Diego Batlle

Estiu 1993 (España, 96′), de Carla Simón.

Ganadora del Gran Premio de la sección Generation Kplus y –más importante aún– del galardón a la Mejor Opera Prima de todo el Festival de Berlín, esta película con elementos autobiográficos de Carla Simón está a la altura de esas y cualquier otra distinción que pueda venir (y que seguramente llegarán). Los padres de la directora murieron a causa del virus HIV cuando ella era muy pequeña y, si bien el SIDA nunca se nombra en la película, está claro que en aquellos tiempos (1993) había tanto prejuicio como desconocimiento respecto del tema.

La película está narrada desde el punto de vista de Frida (Laia Artigas), una niña de seis años que –tras la muerte de su madre– va a vivir con sus tíos Esteve (David Verdaguer) y Marga (Bruna Cusi) y la aún más pequeña y encantadora prima Anna (Paula Robles) en un aislado entorno rural cerca de Barcelona. Los abuelos y amigos de la familia la visitan algunos fines de semana, pero en el día a día –y sin entender demasiado lo que ocurre– la protagonista debe enfrentar una nueva realidad.

DATOS MOSTRADOS:
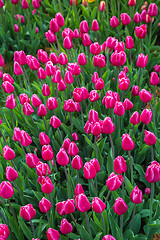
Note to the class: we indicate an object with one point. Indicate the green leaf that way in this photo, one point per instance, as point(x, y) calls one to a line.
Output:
point(25, 229)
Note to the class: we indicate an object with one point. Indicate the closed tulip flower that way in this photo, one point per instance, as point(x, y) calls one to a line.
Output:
point(142, 60)
point(47, 185)
point(125, 19)
point(27, 109)
point(65, 227)
point(98, 205)
point(120, 207)
point(6, 190)
point(11, 174)
point(150, 138)
point(127, 142)
point(135, 118)
point(141, 31)
point(114, 181)
point(8, 153)
point(89, 170)
point(4, 231)
point(62, 157)
point(154, 79)
point(82, 203)
point(79, 189)
point(77, 162)
point(114, 22)
point(25, 139)
point(52, 234)
point(95, 25)
point(10, 102)
point(73, 149)
point(136, 195)
point(44, 205)
point(119, 165)
point(27, 212)
point(153, 172)
point(145, 96)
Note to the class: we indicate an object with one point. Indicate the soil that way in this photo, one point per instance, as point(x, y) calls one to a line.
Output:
point(156, 236)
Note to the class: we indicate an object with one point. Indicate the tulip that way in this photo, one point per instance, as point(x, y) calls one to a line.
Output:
point(11, 174)
point(119, 165)
point(47, 185)
point(120, 207)
point(27, 109)
point(136, 195)
point(25, 139)
point(141, 31)
point(47, 153)
point(79, 189)
point(4, 231)
point(52, 234)
point(36, 101)
point(8, 153)
point(82, 203)
point(6, 190)
point(24, 98)
point(125, 19)
point(10, 102)
point(137, 18)
point(65, 227)
point(27, 212)
point(97, 205)
point(44, 205)
point(42, 169)
point(62, 157)
point(114, 181)
point(114, 22)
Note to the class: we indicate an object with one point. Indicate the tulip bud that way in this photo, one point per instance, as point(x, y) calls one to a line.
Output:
point(97, 205)
point(154, 79)
point(47, 185)
point(73, 149)
point(79, 189)
point(150, 138)
point(82, 203)
point(4, 230)
point(136, 195)
point(125, 19)
point(114, 22)
point(65, 227)
point(142, 60)
point(44, 205)
point(32, 160)
point(114, 181)
point(10, 102)
point(27, 212)
point(135, 118)
point(35, 100)
point(6, 190)
point(62, 157)
point(52, 234)
point(8, 153)
point(120, 207)
point(127, 142)
point(153, 172)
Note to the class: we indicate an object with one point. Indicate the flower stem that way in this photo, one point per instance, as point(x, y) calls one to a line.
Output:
point(131, 166)
point(151, 202)
point(133, 214)
point(88, 225)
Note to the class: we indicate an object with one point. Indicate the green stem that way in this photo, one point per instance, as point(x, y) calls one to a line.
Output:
point(151, 202)
point(131, 166)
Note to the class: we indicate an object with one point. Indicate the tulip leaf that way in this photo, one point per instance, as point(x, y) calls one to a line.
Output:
point(25, 229)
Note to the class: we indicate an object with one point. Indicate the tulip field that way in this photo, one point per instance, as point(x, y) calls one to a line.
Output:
point(79, 120)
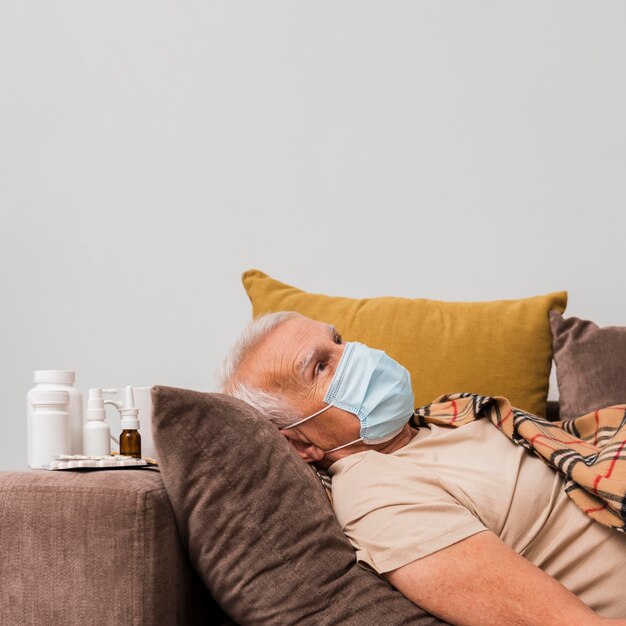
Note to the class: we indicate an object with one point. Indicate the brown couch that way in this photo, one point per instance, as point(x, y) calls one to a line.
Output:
point(98, 547)
point(95, 547)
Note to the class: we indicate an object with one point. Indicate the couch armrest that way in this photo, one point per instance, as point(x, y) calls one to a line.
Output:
point(93, 547)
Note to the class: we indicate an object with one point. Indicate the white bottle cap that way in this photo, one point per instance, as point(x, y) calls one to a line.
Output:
point(64, 377)
point(45, 396)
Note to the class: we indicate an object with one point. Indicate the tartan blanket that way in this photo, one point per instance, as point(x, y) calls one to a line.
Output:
point(587, 450)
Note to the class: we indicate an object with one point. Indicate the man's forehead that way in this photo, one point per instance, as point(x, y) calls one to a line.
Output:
point(285, 349)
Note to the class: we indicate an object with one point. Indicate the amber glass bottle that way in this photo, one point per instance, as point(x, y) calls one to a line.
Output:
point(130, 439)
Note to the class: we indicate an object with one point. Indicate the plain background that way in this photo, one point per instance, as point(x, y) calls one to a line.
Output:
point(152, 151)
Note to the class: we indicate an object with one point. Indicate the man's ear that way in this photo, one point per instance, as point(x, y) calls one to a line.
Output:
point(305, 449)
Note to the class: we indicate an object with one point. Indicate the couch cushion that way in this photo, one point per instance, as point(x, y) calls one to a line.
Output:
point(257, 523)
point(94, 547)
point(590, 365)
point(499, 348)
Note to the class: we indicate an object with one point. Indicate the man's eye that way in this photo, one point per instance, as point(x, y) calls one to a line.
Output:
point(320, 367)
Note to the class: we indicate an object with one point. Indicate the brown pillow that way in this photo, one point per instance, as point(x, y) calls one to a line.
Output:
point(256, 521)
point(590, 365)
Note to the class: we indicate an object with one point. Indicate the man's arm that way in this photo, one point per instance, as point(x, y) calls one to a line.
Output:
point(480, 581)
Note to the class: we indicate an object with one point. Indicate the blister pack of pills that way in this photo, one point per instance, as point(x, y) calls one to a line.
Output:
point(108, 461)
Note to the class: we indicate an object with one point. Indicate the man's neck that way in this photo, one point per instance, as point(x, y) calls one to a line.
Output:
point(399, 441)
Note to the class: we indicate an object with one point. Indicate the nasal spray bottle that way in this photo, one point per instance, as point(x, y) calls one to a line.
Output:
point(96, 432)
point(130, 439)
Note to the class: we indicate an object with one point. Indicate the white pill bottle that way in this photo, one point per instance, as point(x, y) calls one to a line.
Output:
point(59, 380)
point(49, 426)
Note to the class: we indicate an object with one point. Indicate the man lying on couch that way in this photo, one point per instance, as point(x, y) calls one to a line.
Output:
point(463, 522)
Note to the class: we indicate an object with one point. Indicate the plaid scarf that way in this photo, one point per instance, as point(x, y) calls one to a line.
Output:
point(587, 450)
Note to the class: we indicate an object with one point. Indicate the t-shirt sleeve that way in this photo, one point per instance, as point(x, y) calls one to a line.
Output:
point(392, 519)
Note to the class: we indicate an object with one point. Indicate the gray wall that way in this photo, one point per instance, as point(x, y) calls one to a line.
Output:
point(151, 151)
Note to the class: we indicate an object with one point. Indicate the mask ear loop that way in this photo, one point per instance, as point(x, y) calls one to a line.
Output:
point(307, 418)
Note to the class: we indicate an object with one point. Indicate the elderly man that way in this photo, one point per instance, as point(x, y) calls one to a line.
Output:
point(464, 523)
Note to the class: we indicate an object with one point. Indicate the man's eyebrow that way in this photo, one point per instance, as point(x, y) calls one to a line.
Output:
point(303, 366)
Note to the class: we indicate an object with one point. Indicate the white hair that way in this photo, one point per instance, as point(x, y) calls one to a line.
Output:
point(274, 407)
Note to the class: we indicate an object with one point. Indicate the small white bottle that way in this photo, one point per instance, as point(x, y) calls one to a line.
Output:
point(62, 380)
point(50, 426)
point(96, 432)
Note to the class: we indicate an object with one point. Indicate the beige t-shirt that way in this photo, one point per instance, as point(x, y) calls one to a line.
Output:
point(447, 484)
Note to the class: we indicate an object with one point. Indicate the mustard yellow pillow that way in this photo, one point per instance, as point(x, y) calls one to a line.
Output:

TUS TAREAS:
1. Nombra los personajes de la película que la reseña sobre Estiu 1993 menciona por su nombre, y di quién hace de cada uno.
2. Contesta con lo que dice la reseña sobre Estiu 1993:
(a) ¿Qué premio ganó la película en la sección Generation Kplus?
(b) ¿Cuántos años tiene Frida?
(c) ¿Dónde viven sus tíos?
3. Sigue escribiendo la reseña sobre Estiu 1993 desde su última frase.

RESPUESTAS:
1. Frida (Laia Artigas), Esteve (David Verdaguer), Marga (Bruna Cusi) y Anna (Paula Robles).

2.
(a) El Gran Premio.
(b) Seis años.
(c) En un aislado entorno rural cerca de Barcelona.

3.
Artigas –un dechado de expresividad y matices– consigue trasmitir toda la angustia, desolación, incomodidad, malestar, ira, dureza y las sucesivas transformaciones de una niña marcada por una tragedia que no sabe cómo procesar. Cuando finalmente puede llorar, es probable que ningún espectador deje de acompañarla en esa explosión desgarradora que más que sufrimiento es una manera de liberar tanto dolor contenido.

Con la cámara siempre cerca y a la altura de la pequeña heroína, con una capacidad de observación no demasiado habitual para que ningún detalle, gesto o mirada reveladora se le escape, Simón hace gala de un aplomo infrecuente en una debutante. Pero, más allá de los aciertos formales y en la dirección de actores, lo que hace de Estiu 1993 una pequeña gran película es el pudor, la forma en que elude casi todos los golpes bajos del coming of age y las tentaciones demagógicas que este tipo de historias suelen ofrecer.

Bella y sensual, esta narración intimista y veraniega lidia con la muerte sin regodearse en el dolor, pero tampoco resulta banal o simplista. El haber encontrado el tono justo, ese que es capaz de seducir al público sin tomarlo de rehén, es el principal mérito de una directora (que tiene algo de Lucrecia Martel y Mia Hansen-Løve) a la que habrá que prestarle mucha atención.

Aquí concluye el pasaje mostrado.